Yazılı alıştırma A:
Kuvvetler ayrılığı yazısını "Kurumsal bakımdan ve" ifadesinden "işletilmesi olmadığını söyleyebilir?" ifadesine kadar yeniden yazın ve bu bölümde "hükümranlıktan" yerine "egemenlikten" koyarak güncelleyin.

Sayfa metni:
Türkiye'nin en iyi haber sitesi
HASAN BÜLENT KAHRAMAN

İktidardaki muhalefet partisi

Şimdi bırakalım "kuvvetler ayrılığı" tartışmasının "gündem yaratmak" maksadıyla ortaya atıldığı görüşünü bir tarafa. Başbakanın kendisi de tartışmanın, onu ve bulunduğu makamı ne kadar beslediğine dikkat çektiğine göre işin bu yanında bir gerçek var. Var ama bu "gündem" dediğimiz olgu, hem de bu derecede hassas bir konuda, boşu boşuna cereyan edemeyeceğine göre oturup arkasında, altında neyin yattığına bakmak gerek.

***

Kurumsal bakımdan ve standart demokrasi kriteriyle bakınca kuvvetler ayrımını tartışmak yanlış. Öyle bir niyeti varsa Başbakan yanlış yapıyor. Ne var ki, Başbakan öyle bir maksadı olmadığını açıkça dile getiriyor. Şikâyetinin yargı ve yürütme arasındaki uyumsuzluktan ve bilhassa yargının yürütme ve yasama üstünde kurmak istediği hükümranlıktan kaynaklandığını vurguluyor.
Eğer buysa maksadı yeni bir şey değil dile getirdiği. Defalarca Türkiye bu zor denklemi tartıştı. Aradan bunca zaman geçtikten sonra artık kim bu ülkede uzun zamanlar boyunca devam etmiş bir yasama tahakkümünün (vesayetinin) olmadığını söyleyebilir? Kim, bugünkü ana misyonun bu hegemonyaları kırmak ve üç kuvvet odağının kendisine ait sınırlar içinde kalarak, diğerinin hududuna tecavüz etmeden işletilmesi olmadığını söyleyebilir?

Gösterilen kayıtlar:
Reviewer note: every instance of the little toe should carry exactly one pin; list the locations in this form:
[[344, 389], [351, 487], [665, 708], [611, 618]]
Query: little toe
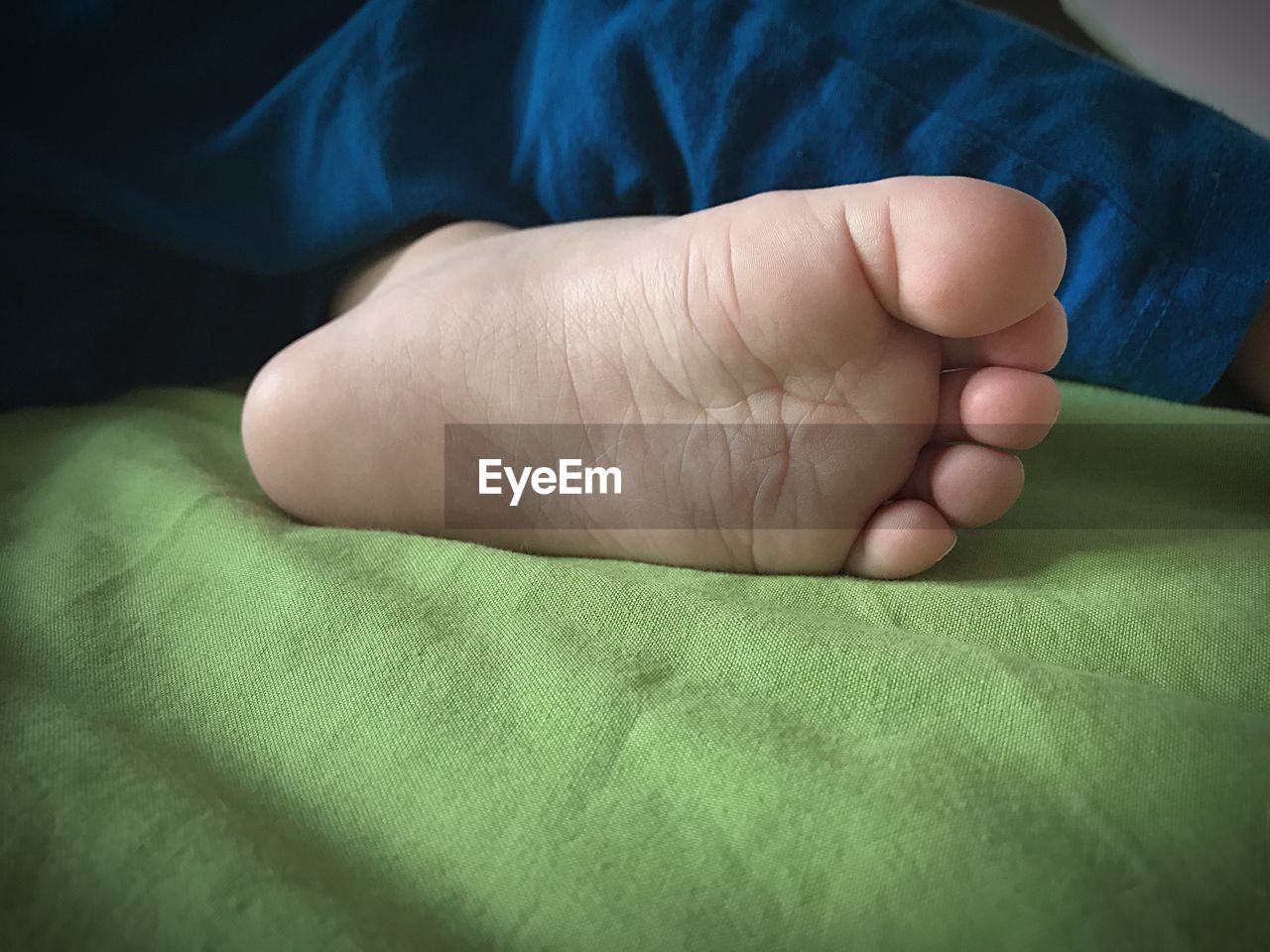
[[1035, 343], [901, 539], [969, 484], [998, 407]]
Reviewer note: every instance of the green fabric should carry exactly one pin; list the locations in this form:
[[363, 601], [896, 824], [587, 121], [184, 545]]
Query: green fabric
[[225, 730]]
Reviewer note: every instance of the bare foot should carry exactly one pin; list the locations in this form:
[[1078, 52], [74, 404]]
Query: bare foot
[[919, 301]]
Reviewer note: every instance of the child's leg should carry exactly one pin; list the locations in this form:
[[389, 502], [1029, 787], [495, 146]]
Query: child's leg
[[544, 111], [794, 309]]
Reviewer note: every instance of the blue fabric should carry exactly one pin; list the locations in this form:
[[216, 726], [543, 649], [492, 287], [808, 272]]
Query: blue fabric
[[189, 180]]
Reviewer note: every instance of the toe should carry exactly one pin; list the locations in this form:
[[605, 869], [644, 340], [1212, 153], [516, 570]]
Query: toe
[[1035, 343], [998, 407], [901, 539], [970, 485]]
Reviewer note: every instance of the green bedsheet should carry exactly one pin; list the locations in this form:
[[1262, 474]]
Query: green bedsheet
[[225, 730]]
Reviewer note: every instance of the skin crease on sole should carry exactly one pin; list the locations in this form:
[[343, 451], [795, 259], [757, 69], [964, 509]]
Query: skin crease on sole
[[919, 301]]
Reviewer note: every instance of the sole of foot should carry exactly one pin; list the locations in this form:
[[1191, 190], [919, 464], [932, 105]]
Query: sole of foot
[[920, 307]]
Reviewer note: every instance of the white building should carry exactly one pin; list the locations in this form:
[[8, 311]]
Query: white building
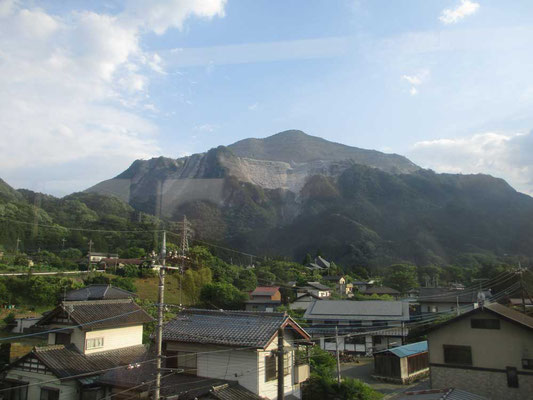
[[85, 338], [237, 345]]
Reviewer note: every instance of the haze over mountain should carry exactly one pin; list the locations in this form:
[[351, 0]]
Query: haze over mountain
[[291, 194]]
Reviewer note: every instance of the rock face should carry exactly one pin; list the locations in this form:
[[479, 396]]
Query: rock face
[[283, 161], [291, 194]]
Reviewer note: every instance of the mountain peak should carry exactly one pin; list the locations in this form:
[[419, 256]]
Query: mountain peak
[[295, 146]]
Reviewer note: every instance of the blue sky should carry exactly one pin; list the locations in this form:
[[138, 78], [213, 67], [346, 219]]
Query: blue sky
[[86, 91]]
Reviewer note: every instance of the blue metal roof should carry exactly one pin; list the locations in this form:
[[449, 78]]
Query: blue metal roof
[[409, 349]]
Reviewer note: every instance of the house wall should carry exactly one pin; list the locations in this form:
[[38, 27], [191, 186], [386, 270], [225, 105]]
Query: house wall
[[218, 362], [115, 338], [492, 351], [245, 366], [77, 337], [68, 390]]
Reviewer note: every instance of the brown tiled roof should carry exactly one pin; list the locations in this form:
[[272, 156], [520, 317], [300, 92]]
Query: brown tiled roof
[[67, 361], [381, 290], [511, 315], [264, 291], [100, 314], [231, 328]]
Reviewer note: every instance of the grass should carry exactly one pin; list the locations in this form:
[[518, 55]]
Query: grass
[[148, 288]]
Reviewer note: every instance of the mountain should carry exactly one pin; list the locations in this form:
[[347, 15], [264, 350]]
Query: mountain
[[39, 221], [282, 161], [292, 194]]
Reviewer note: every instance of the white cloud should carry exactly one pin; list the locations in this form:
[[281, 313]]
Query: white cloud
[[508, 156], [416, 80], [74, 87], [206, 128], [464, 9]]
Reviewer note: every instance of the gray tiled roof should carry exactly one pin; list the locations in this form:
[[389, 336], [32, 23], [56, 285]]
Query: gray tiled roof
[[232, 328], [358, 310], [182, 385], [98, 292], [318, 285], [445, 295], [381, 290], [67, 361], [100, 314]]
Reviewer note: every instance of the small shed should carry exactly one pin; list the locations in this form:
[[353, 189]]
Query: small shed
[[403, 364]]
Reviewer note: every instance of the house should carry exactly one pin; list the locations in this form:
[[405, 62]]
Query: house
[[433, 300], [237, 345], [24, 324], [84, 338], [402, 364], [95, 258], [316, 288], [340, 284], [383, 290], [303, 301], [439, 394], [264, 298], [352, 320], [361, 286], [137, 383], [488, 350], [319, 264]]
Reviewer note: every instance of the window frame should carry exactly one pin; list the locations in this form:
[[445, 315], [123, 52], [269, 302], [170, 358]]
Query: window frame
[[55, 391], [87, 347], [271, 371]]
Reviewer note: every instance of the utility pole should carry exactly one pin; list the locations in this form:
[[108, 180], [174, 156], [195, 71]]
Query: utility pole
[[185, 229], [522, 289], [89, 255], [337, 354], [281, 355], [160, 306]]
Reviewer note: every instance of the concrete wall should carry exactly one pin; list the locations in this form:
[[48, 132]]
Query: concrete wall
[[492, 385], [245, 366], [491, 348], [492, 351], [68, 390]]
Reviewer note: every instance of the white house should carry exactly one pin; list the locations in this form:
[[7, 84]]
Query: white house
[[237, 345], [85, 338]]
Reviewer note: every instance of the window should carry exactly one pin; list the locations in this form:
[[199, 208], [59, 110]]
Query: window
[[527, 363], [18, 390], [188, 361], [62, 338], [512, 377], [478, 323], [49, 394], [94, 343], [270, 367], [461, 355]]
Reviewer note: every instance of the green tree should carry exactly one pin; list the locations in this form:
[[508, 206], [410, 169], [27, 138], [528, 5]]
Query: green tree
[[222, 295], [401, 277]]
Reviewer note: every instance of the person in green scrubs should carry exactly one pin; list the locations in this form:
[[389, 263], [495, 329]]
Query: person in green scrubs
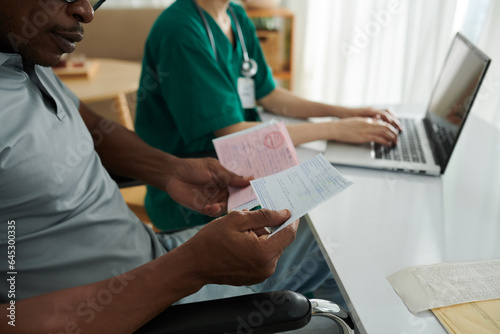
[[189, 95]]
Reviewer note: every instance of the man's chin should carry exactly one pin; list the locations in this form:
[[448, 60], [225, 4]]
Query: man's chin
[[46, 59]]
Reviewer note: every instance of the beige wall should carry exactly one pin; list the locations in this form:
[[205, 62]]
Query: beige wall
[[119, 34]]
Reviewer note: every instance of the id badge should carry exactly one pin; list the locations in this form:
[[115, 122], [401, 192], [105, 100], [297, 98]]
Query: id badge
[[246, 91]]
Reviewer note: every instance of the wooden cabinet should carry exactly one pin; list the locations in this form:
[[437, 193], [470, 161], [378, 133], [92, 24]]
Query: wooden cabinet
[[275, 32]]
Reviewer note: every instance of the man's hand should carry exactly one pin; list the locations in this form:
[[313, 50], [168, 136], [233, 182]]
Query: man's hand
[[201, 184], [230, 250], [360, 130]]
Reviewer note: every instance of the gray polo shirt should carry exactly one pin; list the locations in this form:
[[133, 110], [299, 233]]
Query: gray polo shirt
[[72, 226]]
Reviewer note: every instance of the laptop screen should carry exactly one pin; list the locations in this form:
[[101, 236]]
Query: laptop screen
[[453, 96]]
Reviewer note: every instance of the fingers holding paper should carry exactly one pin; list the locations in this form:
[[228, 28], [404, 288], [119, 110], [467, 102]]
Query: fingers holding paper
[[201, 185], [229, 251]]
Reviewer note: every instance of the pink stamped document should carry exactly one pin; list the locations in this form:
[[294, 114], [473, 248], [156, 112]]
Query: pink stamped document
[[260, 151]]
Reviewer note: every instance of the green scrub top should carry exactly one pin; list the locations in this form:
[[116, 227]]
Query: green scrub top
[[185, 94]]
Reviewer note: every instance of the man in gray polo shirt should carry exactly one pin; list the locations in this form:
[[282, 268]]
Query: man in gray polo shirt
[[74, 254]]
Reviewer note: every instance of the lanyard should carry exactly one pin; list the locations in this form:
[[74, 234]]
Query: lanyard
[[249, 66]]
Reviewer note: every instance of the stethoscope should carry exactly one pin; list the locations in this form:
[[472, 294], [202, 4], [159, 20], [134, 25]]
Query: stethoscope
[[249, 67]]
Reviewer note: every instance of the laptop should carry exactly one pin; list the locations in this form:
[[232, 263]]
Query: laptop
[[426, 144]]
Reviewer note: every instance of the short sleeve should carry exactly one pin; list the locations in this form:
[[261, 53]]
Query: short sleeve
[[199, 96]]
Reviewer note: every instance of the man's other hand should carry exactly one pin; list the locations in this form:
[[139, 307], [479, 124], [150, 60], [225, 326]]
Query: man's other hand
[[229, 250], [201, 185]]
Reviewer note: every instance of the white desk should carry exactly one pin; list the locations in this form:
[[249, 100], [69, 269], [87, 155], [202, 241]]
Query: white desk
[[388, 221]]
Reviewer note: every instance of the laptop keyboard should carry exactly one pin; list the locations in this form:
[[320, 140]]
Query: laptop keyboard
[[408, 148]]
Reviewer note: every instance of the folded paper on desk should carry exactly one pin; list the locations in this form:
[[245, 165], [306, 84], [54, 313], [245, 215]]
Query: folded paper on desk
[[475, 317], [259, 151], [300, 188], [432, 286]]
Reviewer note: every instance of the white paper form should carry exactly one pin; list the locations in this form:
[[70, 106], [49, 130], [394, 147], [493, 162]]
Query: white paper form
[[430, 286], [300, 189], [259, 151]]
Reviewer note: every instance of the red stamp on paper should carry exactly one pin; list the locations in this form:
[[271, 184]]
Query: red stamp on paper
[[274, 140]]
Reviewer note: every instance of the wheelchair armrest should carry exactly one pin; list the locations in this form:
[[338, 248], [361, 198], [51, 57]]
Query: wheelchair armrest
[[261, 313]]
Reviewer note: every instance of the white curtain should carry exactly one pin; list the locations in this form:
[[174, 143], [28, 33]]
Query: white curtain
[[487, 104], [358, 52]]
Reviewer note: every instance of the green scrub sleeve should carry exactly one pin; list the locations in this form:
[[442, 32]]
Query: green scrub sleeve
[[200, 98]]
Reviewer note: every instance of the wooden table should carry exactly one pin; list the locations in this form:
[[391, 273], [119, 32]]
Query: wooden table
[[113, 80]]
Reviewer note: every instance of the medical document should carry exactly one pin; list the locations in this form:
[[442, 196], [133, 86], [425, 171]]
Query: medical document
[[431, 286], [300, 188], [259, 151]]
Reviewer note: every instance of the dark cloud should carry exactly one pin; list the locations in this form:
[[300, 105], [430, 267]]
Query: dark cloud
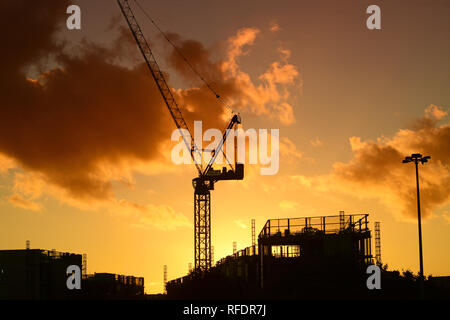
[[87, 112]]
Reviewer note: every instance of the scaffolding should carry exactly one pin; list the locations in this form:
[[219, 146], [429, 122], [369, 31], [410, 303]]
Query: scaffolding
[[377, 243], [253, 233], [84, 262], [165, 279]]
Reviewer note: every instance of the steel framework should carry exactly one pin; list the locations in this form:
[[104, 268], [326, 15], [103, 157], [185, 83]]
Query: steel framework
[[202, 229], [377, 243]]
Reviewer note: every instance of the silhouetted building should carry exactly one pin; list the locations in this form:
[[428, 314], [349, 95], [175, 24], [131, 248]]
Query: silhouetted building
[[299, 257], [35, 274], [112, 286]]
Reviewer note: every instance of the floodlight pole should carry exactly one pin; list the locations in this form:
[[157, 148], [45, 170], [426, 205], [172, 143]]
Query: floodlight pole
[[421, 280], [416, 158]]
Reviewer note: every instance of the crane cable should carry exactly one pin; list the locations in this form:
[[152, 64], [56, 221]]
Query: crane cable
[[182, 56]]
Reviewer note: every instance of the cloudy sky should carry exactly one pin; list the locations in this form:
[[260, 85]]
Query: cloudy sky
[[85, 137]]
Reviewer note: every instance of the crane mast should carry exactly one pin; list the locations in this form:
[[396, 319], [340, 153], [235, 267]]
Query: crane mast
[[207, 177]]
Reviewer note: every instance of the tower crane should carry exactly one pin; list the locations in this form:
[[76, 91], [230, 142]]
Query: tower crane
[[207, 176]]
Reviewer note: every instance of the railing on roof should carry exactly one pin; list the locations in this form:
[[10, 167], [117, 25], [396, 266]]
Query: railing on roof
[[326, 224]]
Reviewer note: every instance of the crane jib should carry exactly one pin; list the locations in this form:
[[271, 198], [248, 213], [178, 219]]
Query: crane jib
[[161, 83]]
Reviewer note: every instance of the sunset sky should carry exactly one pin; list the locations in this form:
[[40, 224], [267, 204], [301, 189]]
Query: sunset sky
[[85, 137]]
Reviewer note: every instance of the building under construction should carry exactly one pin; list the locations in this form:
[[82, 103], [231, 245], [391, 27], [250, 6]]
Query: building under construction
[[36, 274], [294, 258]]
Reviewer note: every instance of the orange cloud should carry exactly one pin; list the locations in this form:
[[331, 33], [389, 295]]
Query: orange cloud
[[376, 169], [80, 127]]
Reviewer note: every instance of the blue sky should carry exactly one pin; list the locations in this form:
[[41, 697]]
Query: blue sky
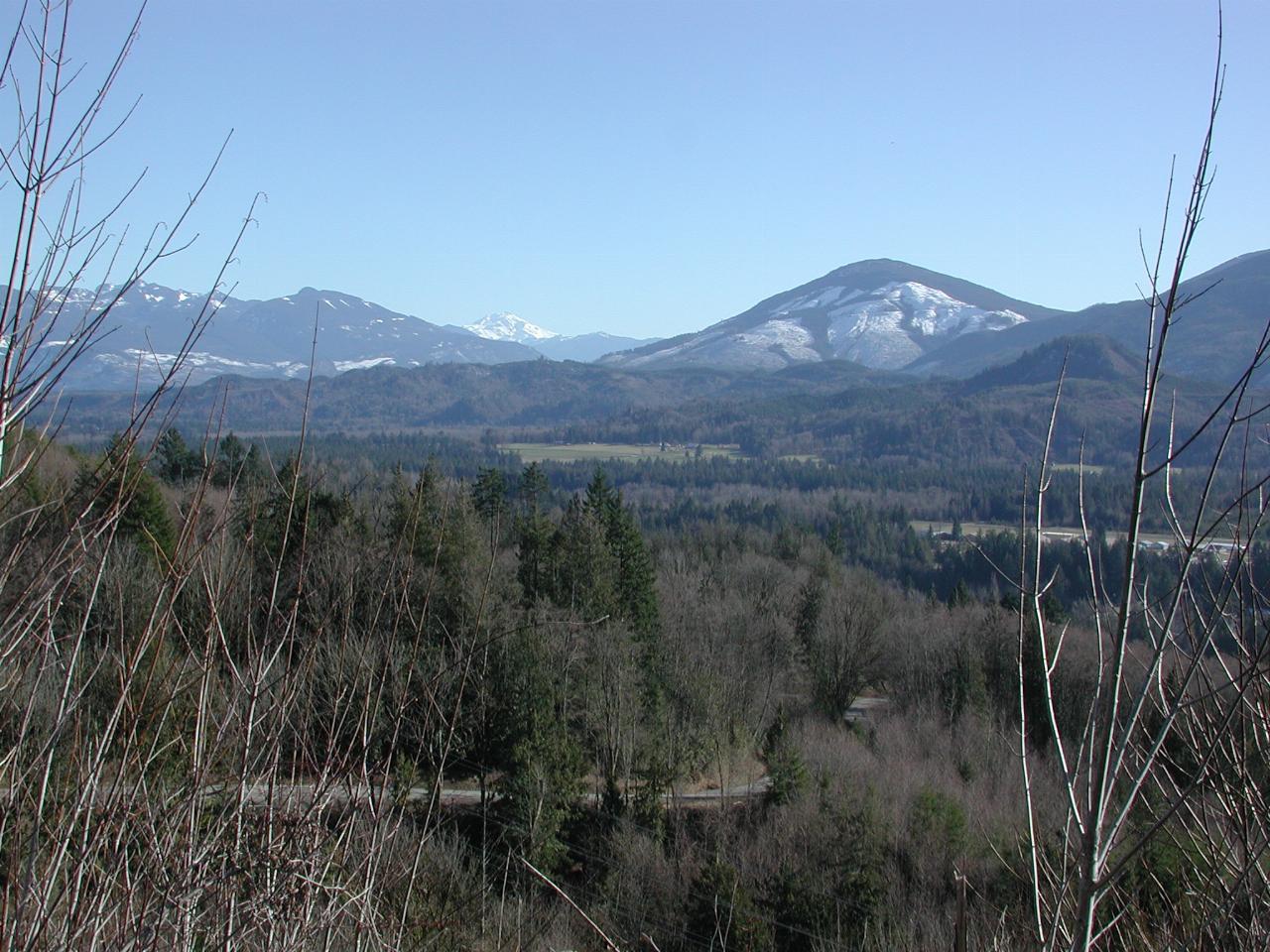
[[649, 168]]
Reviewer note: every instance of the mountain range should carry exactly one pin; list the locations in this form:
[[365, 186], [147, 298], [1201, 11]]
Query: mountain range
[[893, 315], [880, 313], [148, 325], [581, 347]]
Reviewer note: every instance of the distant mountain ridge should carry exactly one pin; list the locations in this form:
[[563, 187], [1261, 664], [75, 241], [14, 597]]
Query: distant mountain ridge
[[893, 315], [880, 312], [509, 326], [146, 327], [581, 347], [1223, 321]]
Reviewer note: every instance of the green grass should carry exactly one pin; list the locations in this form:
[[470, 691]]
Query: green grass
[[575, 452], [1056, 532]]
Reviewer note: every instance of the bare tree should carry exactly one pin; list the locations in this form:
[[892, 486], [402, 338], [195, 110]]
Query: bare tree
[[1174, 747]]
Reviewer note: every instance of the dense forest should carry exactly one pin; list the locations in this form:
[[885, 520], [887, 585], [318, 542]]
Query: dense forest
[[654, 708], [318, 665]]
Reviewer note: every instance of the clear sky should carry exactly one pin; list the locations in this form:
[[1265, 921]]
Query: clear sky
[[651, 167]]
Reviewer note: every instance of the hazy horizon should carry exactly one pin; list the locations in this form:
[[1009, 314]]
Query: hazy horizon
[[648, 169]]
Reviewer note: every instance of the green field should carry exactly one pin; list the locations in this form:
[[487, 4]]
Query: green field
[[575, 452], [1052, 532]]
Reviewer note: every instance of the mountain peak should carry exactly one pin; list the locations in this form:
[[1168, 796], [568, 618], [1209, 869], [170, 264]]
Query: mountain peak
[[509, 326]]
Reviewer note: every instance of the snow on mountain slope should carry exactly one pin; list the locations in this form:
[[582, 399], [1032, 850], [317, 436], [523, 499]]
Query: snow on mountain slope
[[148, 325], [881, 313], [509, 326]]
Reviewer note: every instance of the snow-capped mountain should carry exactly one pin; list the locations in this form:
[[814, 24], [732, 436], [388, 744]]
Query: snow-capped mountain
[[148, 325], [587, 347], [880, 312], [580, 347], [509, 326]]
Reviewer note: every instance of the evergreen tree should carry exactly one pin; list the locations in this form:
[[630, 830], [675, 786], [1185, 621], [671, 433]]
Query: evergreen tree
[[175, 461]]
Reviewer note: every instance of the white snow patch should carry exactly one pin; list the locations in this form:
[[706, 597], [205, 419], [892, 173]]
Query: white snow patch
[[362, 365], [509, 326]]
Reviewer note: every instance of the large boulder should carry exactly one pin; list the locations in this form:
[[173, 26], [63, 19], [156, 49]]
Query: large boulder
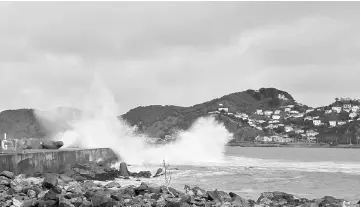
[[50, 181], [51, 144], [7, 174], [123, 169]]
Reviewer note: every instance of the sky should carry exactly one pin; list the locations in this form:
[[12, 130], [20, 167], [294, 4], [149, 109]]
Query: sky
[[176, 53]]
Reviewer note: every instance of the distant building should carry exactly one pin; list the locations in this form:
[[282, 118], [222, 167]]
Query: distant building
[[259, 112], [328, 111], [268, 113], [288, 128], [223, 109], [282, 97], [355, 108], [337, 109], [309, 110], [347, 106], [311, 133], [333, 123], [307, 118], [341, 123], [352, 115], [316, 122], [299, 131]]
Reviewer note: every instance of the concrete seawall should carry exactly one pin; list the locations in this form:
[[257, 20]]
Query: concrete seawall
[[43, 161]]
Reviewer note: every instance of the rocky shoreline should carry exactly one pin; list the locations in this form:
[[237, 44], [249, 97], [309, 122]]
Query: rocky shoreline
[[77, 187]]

Yazılı alıştırma B:
Kayıtlarda "Reviewer note: every instance of the distant building" ifadesini içeren satırdan "Query: distant building" ifadesini içeren satıra kadar, iki uç satır da dahil olmak üzere, satırları boş satırları atlayarak numaralı liste biçiminde düzenleyin.

Yazılı yanıt A:
Kurumsal bakımdan ve standart demokrasi kriteriyle bakınca kuvvetler ayrımını tartışmak yanlış. Öyle bir niyeti varsa Başbakan yanlış yapıyor. Ne var ki, Başbakan öyle bir maksadı olmadığını açıkça dile getiriyor. Şikâyetinin yargı ve yürütme arasındaki uyumsuzluktan ve bilhassa yargının yürütme ve yasama üstünde kurmak istediği egemenlikten kaynaklandığını vurguluyor.
Eğer buysa maksadı yeni bir şey değil dile getirdiği. Defalarca Türkiye bu zor denklemi tartıştı. Aradan bunca zaman geçtikten sonra artık kim bu ülkede uzun zamanlar boyunca devam etmiş bir yasama tahakkümünün (vesayetinin) olmadığını söyleyebilir? Kim, bugünkü ana misyonun bu hegemonyaları kırmak ve üç kuvvet odağının kendisine ait sınırlar içinde kalarak, diğerinin hududuna tecavüz etmeden işletilmesi olmadığını söyleyebilir?

Yazılı yanıt B:
1. Reviewer note: every instance of the distant building should carry exactly one pin; list the locations in this form:
2. [[282, 118], [222, 167]]
3. Query: distant building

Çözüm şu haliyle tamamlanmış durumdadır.